Axiolateral Hip Projection Analysis

• Regarding the male and female pelves. Be aware of the bony architectural differences that exist between the male and female pelves (Table 7-2). These differences are the result of the need for the female pelvis to accommodate fetal growth during pregnancy and fetal passage during delivery.

• Refer to Figure 7-2 for an illustration of each fat plane location.

• An AP projection of the pelvis is accomplished by placing the patient supine on the imaging table, with the legs extended and the arms drawn away from the pelvic area (Figure 7-23). To ensure that the pelvis is not rotated, judge the distance from the ASIS to the imaging table on each side. The distances should be equal.

• Pelvic rotation. A nonrotated AP pelvis projection demonstrates symmetrical ilia and obturator foramina. Rotation is initially detected by evaluating the relationships of the ischial spines with the pelvic brim and of the sacrum and coccyx with the symphysis pubis. The ischial spines should be aligned with the pelvic brim, and the sacrum and coccyx should be in alignment with the symphysis pubis on a nonrotated pelvis. If the pelvis is rotated into a LPO position, the left ilium is wider than the right, the left obturator foramen is narrower than the right, the left ischial spine is demonstrated without pelvic brim superimposition, and the sacrum and coccyx are not aligned with the symphysis pubis but are rotated toward the right hip (see Image 16).

• If the patient was rotated into a right posterior oblique (RPO) position, the opposite is true. The right ilium is wider than the left, the right obturator foramen is narrower than the left, the right ischial spine is demonstrated without pelvic brim superimposition, and the sacrum and coccyx are rotated toward the left hip.

• Accurate leg positioning. To demonstrate the femoral necks without foreshortening and the greater trochanters in profile on an AP pelvis projection, the patient's leg should be internally rotated until the feet are angled 15 to 20 degrees from vertical and the femoral epicondyles are positioned parallel with the imaging table (Figure 7-24; see Figure 7-21). Sandbags or tape may be needed to help maintain this internal leg rotation. An AP pelvis projection may not demonstrate the proximal femurs with exactly the same degree of internal rotation. How each proximal femur appears will depend on the degree of internal rotation placed on that leg.

→ **Information supplied**
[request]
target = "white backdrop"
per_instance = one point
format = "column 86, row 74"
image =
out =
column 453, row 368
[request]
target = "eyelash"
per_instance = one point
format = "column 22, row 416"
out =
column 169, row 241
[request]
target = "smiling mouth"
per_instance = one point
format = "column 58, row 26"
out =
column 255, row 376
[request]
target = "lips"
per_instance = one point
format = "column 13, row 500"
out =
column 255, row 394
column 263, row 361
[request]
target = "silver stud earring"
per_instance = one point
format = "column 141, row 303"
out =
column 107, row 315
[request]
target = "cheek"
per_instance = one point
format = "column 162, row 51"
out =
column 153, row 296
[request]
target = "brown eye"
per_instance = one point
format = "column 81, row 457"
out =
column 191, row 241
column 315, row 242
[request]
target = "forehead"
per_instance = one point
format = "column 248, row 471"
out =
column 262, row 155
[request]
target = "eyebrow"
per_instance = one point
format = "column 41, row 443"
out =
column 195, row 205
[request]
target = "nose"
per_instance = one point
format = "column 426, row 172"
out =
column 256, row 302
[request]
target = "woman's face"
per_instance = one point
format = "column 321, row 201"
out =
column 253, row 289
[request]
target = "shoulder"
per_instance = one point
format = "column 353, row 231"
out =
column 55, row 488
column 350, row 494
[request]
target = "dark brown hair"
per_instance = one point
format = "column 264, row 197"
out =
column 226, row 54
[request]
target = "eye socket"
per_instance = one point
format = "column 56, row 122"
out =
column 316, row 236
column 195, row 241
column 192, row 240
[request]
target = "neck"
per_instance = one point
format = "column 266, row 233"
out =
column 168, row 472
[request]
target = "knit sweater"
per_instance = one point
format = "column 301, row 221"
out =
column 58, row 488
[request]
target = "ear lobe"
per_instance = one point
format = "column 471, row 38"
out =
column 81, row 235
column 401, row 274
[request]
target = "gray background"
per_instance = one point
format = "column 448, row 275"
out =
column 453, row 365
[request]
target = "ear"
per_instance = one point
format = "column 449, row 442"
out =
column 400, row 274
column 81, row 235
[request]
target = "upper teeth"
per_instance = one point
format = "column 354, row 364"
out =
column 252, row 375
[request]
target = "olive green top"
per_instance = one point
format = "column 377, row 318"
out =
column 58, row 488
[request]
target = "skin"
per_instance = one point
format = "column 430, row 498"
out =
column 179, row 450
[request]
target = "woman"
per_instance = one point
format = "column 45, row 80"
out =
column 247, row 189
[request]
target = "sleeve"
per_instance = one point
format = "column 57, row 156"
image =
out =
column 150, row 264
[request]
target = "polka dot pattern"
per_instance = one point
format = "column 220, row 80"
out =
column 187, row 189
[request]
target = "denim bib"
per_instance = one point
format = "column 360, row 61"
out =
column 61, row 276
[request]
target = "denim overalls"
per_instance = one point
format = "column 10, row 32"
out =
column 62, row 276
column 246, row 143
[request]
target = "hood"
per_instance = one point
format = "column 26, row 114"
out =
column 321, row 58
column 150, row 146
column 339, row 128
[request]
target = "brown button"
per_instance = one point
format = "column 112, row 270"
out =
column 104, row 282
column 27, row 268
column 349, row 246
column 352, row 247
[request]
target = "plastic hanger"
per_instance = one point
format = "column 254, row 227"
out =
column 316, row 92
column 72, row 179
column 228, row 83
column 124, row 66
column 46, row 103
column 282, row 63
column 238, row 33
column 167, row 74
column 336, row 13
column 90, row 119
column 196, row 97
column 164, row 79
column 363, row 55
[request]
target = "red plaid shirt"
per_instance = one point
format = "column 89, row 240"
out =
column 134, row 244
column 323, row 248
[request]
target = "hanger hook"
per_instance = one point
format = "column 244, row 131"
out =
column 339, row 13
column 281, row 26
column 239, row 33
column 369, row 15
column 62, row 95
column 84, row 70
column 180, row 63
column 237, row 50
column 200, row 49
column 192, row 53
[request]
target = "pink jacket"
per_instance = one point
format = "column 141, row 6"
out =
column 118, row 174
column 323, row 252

→ **Problem 1**
Copy the passage of the hip projection text from "Axiolateral Hip Projection" up to and including "fat plane location.".
→ **Problem 2**
Rewrite the paragraph of the hip projection text that begins "An AP projection of the pelvis is accomplished" as a short list that keeps its main facts.

→ **Task response 1**
Axiolateral Hip Projection Analysis

• Regarding the male and female pelves. Be aware of the bony architectural differences that exist between the male and female pelves (Table 7-2). These differences are the result of the need for the female pelvis to accommodate fetal growth during pregnancy and fetal passage during delivery.

• Refer to Figure 7-2 for an illustration of each fat plane location.

→ **Task response 2**
- Place the patient supine on the imaging table with the legs extended and the arms drawn away from the pelvic area (Figure 7-23).
- To make sure the pelvis is not rotated, judge the distance from the ASIS to the imaging table on each side.
- The two distances should be equal.